Incidentally, while I was preparing for this project, we experienced
[the strongest solar storm to reach Earth in 2
decades](https://science.nasa.gov/science-research/heliophysics/how-nasa-tracked-the-most-intense-solar-storm-in-decades/).
I don't know for certain whether the solar activity caused any computer errors,
but we had some anomalies at work and certainly joked about them being caused
by the Sun.

Also during the same period,
[one of the Internet's root-servers glitched out for unexplained
reasons](https://arstechnica.com/security/2024/05/dns-glitch-that-threatened-internet-stability-fixed-cause-remains-unclear/).

As Ackley asserts, as a culture we have tended to prioritize correctness and
efficiency to the detriment of robustness. The rate of our technological
progression precludes us from continuing to do so.

### What's a tensor?

If you want an in-depth explanation,
[Wikipedia](https://en.wikipedia.org/wiki/Tensor) is usually a good starting
place.

PROVIDED DATA:
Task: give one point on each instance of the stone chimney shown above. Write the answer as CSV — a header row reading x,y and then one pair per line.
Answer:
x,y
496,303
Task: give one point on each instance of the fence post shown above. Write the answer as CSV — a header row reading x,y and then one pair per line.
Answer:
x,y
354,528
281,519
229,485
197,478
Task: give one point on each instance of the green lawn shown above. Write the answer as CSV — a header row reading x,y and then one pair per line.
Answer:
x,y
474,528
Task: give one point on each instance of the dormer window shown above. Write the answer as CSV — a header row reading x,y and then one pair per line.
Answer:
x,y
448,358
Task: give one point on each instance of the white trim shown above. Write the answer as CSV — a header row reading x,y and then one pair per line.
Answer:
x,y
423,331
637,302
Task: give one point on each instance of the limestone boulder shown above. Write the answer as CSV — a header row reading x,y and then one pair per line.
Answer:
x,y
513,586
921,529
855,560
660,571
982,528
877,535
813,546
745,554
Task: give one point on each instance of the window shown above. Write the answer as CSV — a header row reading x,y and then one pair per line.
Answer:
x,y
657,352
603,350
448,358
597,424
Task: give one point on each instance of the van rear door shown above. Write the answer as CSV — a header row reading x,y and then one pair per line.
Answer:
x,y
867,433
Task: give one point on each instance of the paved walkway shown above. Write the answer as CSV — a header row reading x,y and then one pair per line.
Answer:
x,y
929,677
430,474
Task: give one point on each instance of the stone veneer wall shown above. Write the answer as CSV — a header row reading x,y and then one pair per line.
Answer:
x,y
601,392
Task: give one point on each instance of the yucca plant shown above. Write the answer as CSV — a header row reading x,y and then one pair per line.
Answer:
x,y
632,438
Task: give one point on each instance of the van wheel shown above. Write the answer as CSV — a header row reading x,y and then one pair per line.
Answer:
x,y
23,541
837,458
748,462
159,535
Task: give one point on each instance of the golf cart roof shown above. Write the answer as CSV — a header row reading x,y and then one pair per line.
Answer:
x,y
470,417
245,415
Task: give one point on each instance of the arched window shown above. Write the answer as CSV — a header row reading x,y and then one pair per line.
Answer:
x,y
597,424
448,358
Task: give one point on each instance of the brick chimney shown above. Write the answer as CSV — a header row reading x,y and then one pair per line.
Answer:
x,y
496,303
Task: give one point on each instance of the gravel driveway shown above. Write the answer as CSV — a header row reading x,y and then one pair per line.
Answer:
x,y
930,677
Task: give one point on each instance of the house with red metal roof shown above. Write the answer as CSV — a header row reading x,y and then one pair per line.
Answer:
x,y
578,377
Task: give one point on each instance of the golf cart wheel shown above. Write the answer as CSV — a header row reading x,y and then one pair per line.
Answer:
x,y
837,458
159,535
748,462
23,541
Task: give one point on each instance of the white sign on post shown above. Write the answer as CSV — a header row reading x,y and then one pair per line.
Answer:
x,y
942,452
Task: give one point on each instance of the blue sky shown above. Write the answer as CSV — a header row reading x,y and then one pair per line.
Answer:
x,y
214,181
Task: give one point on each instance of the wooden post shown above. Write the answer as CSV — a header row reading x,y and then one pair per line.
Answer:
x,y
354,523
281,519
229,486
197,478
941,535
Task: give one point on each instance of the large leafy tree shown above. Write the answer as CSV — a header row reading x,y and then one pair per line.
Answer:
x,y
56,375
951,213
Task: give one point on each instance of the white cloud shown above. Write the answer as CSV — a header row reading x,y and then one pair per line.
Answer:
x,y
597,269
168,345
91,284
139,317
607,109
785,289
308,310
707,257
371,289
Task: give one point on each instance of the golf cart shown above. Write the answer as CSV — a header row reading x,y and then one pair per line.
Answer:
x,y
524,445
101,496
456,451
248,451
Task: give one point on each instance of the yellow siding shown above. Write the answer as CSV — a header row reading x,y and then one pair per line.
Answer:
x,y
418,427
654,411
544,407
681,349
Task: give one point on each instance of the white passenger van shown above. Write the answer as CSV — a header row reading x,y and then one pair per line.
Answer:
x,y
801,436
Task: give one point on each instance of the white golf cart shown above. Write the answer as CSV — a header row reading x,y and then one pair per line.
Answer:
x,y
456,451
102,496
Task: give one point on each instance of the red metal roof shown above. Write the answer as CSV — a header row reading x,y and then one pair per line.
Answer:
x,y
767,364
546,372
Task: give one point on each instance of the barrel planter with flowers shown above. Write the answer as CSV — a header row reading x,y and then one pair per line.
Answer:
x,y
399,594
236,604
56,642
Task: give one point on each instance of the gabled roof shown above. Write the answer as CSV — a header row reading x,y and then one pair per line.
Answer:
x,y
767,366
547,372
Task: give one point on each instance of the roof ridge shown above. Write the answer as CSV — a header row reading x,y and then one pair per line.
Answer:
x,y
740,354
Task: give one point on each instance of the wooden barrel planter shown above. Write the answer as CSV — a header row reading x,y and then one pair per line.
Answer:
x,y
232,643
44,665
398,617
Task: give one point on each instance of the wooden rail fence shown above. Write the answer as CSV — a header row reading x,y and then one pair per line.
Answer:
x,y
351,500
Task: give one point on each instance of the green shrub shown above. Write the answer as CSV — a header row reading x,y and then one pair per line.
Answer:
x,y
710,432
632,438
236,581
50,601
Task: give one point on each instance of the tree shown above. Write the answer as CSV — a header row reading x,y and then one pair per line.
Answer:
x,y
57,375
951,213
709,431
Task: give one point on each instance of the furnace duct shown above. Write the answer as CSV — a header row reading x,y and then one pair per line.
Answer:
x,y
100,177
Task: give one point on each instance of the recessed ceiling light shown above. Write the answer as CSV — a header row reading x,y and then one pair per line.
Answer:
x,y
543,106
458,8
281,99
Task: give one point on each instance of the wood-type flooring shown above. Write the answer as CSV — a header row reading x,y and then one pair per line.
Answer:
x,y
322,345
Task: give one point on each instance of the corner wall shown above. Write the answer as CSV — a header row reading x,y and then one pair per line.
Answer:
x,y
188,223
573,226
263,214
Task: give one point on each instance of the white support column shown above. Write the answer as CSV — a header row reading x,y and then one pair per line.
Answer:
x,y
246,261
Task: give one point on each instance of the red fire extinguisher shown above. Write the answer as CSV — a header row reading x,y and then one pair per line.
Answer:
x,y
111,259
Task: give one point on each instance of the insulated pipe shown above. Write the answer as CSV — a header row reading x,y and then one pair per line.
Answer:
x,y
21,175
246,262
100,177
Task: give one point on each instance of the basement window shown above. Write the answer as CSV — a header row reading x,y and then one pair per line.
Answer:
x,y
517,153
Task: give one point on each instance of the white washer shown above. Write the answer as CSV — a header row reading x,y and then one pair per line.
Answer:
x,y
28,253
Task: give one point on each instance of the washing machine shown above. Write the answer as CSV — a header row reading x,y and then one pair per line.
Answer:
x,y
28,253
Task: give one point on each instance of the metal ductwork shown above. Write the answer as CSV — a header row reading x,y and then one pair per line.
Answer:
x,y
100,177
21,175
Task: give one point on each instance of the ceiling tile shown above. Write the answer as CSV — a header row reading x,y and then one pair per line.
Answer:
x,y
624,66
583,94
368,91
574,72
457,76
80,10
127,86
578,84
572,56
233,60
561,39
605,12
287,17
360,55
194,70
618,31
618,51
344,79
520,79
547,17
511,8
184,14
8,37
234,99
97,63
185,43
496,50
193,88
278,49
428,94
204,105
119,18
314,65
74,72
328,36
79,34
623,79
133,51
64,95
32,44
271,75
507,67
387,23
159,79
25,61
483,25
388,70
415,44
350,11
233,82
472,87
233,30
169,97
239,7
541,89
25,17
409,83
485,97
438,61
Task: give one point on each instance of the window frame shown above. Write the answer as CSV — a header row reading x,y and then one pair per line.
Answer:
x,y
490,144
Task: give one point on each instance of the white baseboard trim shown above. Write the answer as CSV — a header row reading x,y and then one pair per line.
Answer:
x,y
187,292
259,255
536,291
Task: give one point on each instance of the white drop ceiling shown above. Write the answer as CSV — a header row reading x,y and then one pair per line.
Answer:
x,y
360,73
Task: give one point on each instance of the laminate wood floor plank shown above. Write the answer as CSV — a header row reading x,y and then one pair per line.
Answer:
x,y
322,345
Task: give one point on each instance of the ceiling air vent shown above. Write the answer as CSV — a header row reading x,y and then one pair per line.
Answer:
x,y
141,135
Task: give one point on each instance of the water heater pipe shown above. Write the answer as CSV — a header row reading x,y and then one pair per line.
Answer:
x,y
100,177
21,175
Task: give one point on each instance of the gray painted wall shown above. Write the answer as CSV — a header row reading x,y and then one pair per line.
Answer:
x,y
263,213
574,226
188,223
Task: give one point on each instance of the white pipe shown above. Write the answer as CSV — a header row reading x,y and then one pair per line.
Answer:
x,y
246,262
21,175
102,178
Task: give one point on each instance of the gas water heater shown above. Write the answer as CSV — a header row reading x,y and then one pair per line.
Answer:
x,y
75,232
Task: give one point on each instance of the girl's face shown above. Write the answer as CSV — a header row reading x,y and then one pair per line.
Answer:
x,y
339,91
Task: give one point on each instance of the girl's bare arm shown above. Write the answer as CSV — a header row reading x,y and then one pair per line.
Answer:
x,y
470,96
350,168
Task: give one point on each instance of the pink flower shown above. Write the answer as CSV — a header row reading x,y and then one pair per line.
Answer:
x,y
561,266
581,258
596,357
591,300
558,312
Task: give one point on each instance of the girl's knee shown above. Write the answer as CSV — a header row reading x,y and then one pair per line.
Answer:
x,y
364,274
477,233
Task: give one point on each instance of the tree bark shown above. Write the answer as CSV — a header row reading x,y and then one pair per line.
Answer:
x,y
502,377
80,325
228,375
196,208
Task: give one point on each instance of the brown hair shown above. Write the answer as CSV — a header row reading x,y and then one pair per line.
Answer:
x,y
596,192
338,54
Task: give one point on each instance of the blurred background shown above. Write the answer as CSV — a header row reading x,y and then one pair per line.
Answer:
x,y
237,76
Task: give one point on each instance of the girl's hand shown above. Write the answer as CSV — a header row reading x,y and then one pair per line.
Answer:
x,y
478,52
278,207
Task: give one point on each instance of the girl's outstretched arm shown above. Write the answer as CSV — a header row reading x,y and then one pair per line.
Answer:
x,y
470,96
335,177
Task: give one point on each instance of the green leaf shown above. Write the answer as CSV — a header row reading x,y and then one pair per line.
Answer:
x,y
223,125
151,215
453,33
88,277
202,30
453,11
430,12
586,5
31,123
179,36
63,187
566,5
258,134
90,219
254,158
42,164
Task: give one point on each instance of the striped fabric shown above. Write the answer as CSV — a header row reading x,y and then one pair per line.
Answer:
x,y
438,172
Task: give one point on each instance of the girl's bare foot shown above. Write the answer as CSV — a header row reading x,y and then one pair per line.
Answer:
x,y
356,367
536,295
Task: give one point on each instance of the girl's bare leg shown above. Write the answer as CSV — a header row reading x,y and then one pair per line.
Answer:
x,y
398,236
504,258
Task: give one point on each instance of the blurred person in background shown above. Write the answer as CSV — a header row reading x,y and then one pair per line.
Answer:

SET TASK 1: List every web address that the excerpt links to.
SET TASK 2: Repeat word for word the part of the excerpt starting at "As Ackley asserts, as" and ending at "What's a tensor?".

EXPECTED OUTPUT 1:
https://science.nasa.gov/science-research/heliophysics/how-nasa-tracked-the-most-intense-solar-storm-in-decades/
https://arstechnica.com/security/2024/05/dns-glitch-that-threatened-internet-stability-fixed-cause-remains-unclear/
https://en.wikipedia.org/wiki/Tensor

EXPECTED OUTPUT 2:
As Ackley asserts, as a culture we have tended to prioritize correctness and
efficiency to the detriment of robustness. The rate of our technological
progression precludes us from continuing to do so.

### What's a tensor?